• Required work
Continue the comment thread below about the Catholic Church and the Nazi regime, picking up after its last sentence.

• Excerpted text
+++


  6. Words Matter says:

    Thank goodness I got busy and couldn’t post my response to this too quickly. Katherine, Paula, and InNewark have said it with more charity and clarity than I would have.

    And it’s worth remembering that Oscar Shindler’s workers could well have been considered “slave labor”. And, come to think of it, wasn’t he a Catholic? Sort of?

    It’s always worth asking what people mean when they speak of an organization in the collective sense. Just who is this “Catholic Church” that bears all this guilt? Is it Pius XII (may he be canonized soon!), slandered as silent and complicit, but who was actually called (by that Catholic in-house organ, the New York Times) the single clear voice against Nazism on the European continent. While our President Roosevelt refused entry to the U.S. for European Jews, Pius XI issued an encyclical (written by the future Pius XII, it’s said) against Nazism. Are these men “the Catholic Church”? Are the 1000 Catholic priests who went to Auschwitz “the Catholic Church”? Are the bishops and priests who really did collaborate with the Nazis “the Catholic Church”?

  7. New Reformation Advocate says:

    Well, this may be sort of like “Piling on” in football when the ball carrier is already down on the ground. I wholeheartedly agree with Paula, Katherine, and others above who have noted that the Roman Catholic Church has gotten lots of unfair condemnation for its collaboration with the wicked Nazi regime. The historical evidence is mixed. Yes, there was all too much giving in to the powers that be, but that was just as true of the main Protestant churches. But there is another side to the story that has often been overlooked or deliberately ignored.

    That admirable journal, First Things, has often rehashed that controversy and debunked some of the very one-sided treatments by harsh critics of the Catholic Church. Or see Philip Jenkin’s well documented recent study, “The New Anti-Catholicism: the Last Acceptable Prejudice.”

+++

• Source material
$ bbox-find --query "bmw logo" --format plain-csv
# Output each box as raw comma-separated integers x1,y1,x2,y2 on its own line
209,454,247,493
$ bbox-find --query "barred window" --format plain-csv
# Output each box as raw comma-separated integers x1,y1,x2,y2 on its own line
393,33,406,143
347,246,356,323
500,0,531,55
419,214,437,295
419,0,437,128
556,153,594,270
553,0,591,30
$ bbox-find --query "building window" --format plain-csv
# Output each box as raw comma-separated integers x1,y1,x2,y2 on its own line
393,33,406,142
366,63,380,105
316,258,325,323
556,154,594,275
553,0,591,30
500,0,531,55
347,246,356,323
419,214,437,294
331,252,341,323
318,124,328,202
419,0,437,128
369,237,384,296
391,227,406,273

+++

• Written response
    From my perspective, the basic problem of “collaboration” with the cruel and anti-Christian Nazi regime lies not with Catholicism per se, or with Luthernaism for that matter, but with the whole Christendom model of Church-state relations. It’s EXTREMELY difficult for any Constantinian-type church to resist being co-opted and manipulated by the dominant political and cultural forces at any given time. And that most definitely has been true of Anglicanism, which has basically always caved in and surrendered to the demands of the State since the time of Henry VIII (or at least it has been captive to the aristocracy and the cultural elite).

    That is why I keep harping on the NECESSITY for a radical transition to a “High Commitment, Post-Christendom style Anglicanism of a sectarian, Christ-against-culture sort.”

    David Handy+

  8. Katherine says:

    Certainly the difficulties the Anglican Communion is having with the present Archbishop’s unwillingness to take action called for by the council of international archbishops is a case in point, New Reformation.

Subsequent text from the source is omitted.